→ Document extract
▬▬▬▬▬▬
Watson is the latest attempt by US network television to keep the Conan Doyle canon firing, and it’s a straight cross between House and Elementary. Morris Chestnut is Dr John Watson, who is an American practising medicine in present-day Pittsburgh, but is also a war veteran who, when the show aired its first season last year, had just finished a stint cracking crimes in London with Sherlock Holmes. Showrunner Craig Sweeny, formerly a writer/producer on Elementary, gave his new Watson a litter of eager doctor pups who, like the gang who used to trail around behind Dr House, were always a step behind their boss when it came to working out which arcane condition was about to kill that week’s patient.

Season one began with an episode where Watson said both “The game’s afoot” and the line about the answer being what remains once the impossible explanations have been eliminated; from there it regularly fed Sherlockians little treats, with appearances by Irene Adler, Inspector Lestrade, Mycroft Holmes and, in an episode that told us exactly how seriously to take all this, an auditory hallucination of Sherlock himself caused by Watson going off his meds, with the voice of Sherlock provided by Matt Berry. For the real Holmes heads, a relatively minor character on the page is promoted to the regular cast here: off-books source/fixer Shinwell Johnson is Watson’s aide, played by Ritchie Coster as a growling hard nut with a heart of gold and an eye on whatever Guy Ritchie’s next project is.

The first run’s major story arc, a blackmail plot orchestrated by Moriarty (Randall Park), ended with Watson killing Moriarty and, finally, moving on from his ex-wife Mary Morstan (Rochelle Aytes) by getting himself a new girlfriend. Could it be time for the series to ditch the fan-pleasing references and become more than just another trudge around the Sherlock Holmes museum?

Rochelle Aytes is standing talking to Juanita Jennings, who is lying in a hospital bed.
Rochelle Aytes as Mary and Juanita Jennings as her mum, Elizabeth. Photograph: CBS/Paramount

As a House-style medical case-of-the-week show, Watson works well. Most of its charms are embodied by Chestnut as the titular doctor-detective: forever flawless in expensive cotton and linen, he gives the impression he could lift you on to a counter-top with one arm and smell divine while doing it. He is, indeed, enjoying some tastefully lit, high thread-count horizontal time when his phone goes and it’s Mary, reporting that the show has indulged in a classic season-opener stakes-raiser. Mary’s own mother has had a funny turn while baking, and is arriving in an ambulance soon.

Tasked with saving his ex-mother-in-law, Watson schools his team by finding the most likely cause on the initially available facts – Mom makes her own bitter almond extract, which might have given her cyanide poisoning – before shifting into hunky listener mode when the patient develops a rapid memory loss that causes her to believe she is a younger version of herself. When the old woman’s memories, her changing physical symptoms and Watson’s incredible ability to uncover obscure documentary evidence all interact, they throw up a shamelessly emotional story that provokes the same warm, thick tears as a good episode of Long Lost Family. The junior doctors have romances and other soapy personal issues to top up the schmaltz. It’s solid weekly-procedural fare, with the odd flash of naughty wit: an otherwise expositional scene featuring the shaven-headed Shinwell is livened up by filming him standing in front of shelves full of the gleaming busts used to teach med students about different skull shapes.

And then, as the end credits are just about to roll and we’re ready to forget any of this ever happened, up pops Robert Carlyle as … Sherlock Holmes! Just like Moriarty in season one, his plunge from the Reichenbach Falls has not killed him and here he is, in Pittsburgh, to become the millionth screen version of the world’s favourite crime-solver. The uneasy mix of medical drama and Holmes worship is set to continue. Perhaps it was unreasonable to hope a show in the Sherlock universe might tick off every other main character and ignore the man himself … but it was nice while it lasted.

  • Watson aired on Sky Witness and is available on NOW.
▬▬▬▬▬▬
→ Apply what you read
#1 In the Watson review, who provides the voice of Sherlock during Watson's auditory hallucination?
#2 Transcribe a passage of the Watson review word for word, beginning at the words "The first run’s" and stopping after "a hospital bed.".
▬▬▬▬▬▬
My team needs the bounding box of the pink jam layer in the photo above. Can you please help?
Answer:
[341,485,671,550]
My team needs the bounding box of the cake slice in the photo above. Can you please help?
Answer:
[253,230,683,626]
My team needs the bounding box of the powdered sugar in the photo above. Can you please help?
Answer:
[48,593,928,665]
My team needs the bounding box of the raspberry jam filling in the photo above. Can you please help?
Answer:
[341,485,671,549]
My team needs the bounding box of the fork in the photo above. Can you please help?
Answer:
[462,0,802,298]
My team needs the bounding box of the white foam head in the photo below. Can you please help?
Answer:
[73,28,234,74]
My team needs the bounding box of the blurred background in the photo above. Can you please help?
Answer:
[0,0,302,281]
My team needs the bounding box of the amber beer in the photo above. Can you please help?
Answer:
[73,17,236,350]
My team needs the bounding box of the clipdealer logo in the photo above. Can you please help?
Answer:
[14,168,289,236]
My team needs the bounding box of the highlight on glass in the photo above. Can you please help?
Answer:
▬▬▬▬▬▬
→ Replies
#1 Matt Berry

#2
The first run’s major story arc, a blackmail plot orchestrated by Moriarty (Randall Park), ended with Watson killing Moriarty and, finally, moving on from his ex-wife Mary Morstan (Rochelle Aytes) by getting himself a new girlfriend. Could it be time for the series to ditch the fan-pleasing references and become more than just another trudge around the Sherlock Holmes museum?

Rochelle Aytes is standing talking to Juanita Jennings, who is lying in a hospital bed.